What are the treatments for hyperthyroidism?
The main aim of treatment is to reduce your level of thyroxine to normal. Other problems, such as a large goitre (thyroid swelling) or associated eye problems, may also need treatment. Factors such as the underlying cause of the problem, your age and the size of any goitre are taken into account to decide on the best treatment plan. Treatment options include the following:
Medicines – usually carbimazole
Medicines can reduce the amount of thyroxine made by the overactive thyroid gland. The most common medicine used is carbimazole and Propylthiouracil (PTU). Carbimazole does not affect the thyroxine which is already made and stored, but reduces further production. Therefore, it may take 4 to 8 weeks of treatment for your thyroxine level to come down to normal. The dose of carbimazole needed to keep the thyroxine level normal varies from person to person. A high dose is usually given initially which is then reduced as your thyroxine levels come down. Carbimazole is usually taken for 6-12 months at first. After this, in about half of cases, the condition will have settled down and the carbimazole can be gradually tapered and stopped. If the condition flares up again some time in the future, a further course may be needed. However, in these cases an alternative treatment (for example, radioactive iodine) is often recommended. In about half of cases, carbimazole needs to be continued long-term to control symptoms. A different treatment may then be a better option if you do not want to take carbimazole long-term. Warning: carbimazole can, rarely, affect your white blood cells which fight infection. If you develop a fever, sore throat, mouth ulcers or other symptoms of infection whilst taking carbimazole, you should stop taking it and see a doctor urgently for a blood test. Propylthiouracil is usually given instead of carbimazole if you are pregnant or breast-feeding.
This involves taking a drink, or swallowing a capsule, which contains radioactive iodine. The main use of iodine in the body is to make thyroxine. Therefore, the radioactive iodine builds up in the thyroid gland. As the radioactivity is concentrated in the thyroid gland, it destroys some thyroid tissue which reduces the amount of thyroxine that you make. The dose of radioactivity to the rest of the body is very low and is not dangerous. However, it is not suitable if you are pregnant or breast-feeding. In addition, after treatment, women should not become pregnant for at least six months and men are advised not to father children for at least four months. Also, following radioiodine treatment, you should avoid prolonged contact with others for a specified time. This may be for 2-4 weeks; depending on the amount of radioiodine you receive. The aim is to limit the exposure of radioactivity to others. For the specified period you will be advised to take precautions such as:
Your specialist will give detailed advice regarding these precautions.
Thyroid replacement therapy
It can be difficult for a doctor to judge just the right dose of carbimazole, or just the right amount of radioiodine, to give in each case. Too much treatment may make your thyroxine level go too low. Not enough treatment means your level remains higher than normal. Regular blood tests are needed to check on the thyroxine level. One option is to take a high dose of carbimazole each day deliberately, or to receive a one-off high dose of radioiodine. This stops your thyroid gland making any thyroxine. You will then need to take a daily dose of thyroxine tablets to keep your blood level of thyroxine normal. This over-treatment and then taking replacement thyroxine is also called ‘block and replace’.

-- Brief --
The hyperthyroidism treatment text names factors weighed in choosing the best treatment plan. List all of them. Work only from the information in the hyperthyroidism treatment text.

-- Dataset extract --

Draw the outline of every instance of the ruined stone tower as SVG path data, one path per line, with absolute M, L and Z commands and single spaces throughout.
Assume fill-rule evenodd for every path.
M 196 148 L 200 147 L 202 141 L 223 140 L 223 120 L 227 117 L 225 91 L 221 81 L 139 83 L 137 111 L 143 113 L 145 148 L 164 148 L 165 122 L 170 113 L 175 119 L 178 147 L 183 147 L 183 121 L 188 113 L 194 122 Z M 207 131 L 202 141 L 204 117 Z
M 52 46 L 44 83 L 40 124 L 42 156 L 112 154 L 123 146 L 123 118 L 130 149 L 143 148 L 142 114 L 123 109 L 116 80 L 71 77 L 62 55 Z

-- Output of the exercise --
- The underlying cause of the problem
- Your age
- The size of any goitre